▶ [Challenge]: Could you format all of the data below as a numbered list, with blank lines dropped and the pictures left out?

=======

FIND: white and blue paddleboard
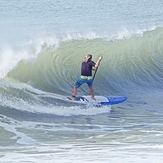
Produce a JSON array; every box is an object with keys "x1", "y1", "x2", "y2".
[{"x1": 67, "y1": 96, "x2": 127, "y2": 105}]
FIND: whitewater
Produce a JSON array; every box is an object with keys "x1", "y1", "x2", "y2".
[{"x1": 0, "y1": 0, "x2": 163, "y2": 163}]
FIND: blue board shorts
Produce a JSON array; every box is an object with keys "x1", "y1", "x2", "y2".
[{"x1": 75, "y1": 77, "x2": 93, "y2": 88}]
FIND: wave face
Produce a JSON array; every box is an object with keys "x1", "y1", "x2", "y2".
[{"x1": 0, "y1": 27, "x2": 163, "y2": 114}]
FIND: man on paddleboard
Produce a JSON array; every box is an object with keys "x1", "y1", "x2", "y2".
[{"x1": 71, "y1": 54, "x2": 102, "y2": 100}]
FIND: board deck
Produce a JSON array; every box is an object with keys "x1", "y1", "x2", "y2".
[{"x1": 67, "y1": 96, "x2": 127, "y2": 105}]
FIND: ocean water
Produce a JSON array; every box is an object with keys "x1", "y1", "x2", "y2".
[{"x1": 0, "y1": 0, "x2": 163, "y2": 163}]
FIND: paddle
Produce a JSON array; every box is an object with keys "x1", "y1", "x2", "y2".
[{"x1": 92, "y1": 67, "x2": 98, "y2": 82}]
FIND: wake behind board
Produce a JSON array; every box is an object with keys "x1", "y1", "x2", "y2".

=======

▶ [Solution]:
1. FIND: white and blue paddleboard
2. Produce a JSON array; every box is an object with keys "x1", "y1", "x2", "y2".
3. [{"x1": 67, "y1": 96, "x2": 127, "y2": 105}]
4. FIND: whitewater
5. Produce a JSON array; every box is an object with keys "x1", "y1", "x2", "y2".
6. [{"x1": 0, "y1": 0, "x2": 163, "y2": 163}]
7. FIND: blue board shorts
8. Produce a JSON array; every box is an object with keys "x1", "y1", "x2", "y2".
9. [{"x1": 75, "y1": 77, "x2": 93, "y2": 88}]
10. FIND: wave face
11. Produce a JSON array; every box is an object with keys "x1", "y1", "x2", "y2".
12. [{"x1": 0, "y1": 27, "x2": 163, "y2": 114}]
13. FIND: man on paddleboard
14. Produce a JSON array; every box is an object with keys "x1", "y1", "x2", "y2".
15. [{"x1": 71, "y1": 54, "x2": 102, "y2": 100}]
16. FIND: board deck
17. Produce a JSON array; every box is an object with keys "x1", "y1", "x2", "y2".
18. [{"x1": 67, "y1": 96, "x2": 127, "y2": 105}]
19. FIND: ocean water
20. Produce a JSON array; every box is an object with keys "x1", "y1", "x2", "y2".
21. [{"x1": 0, "y1": 0, "x2": 163, "y2": 163}]
22. FIND: paddle
23. Produce a JSON array; every box is an object with keys "x1", "y1", "x2", "y2".
24. [{"x1": 92, "y1": 67, "x2": 98, "y2": 82}]
25. FIND: wake behind board
26. Produce a JSON array; every box is an object with keys "x1", "y1", "x2", "y2".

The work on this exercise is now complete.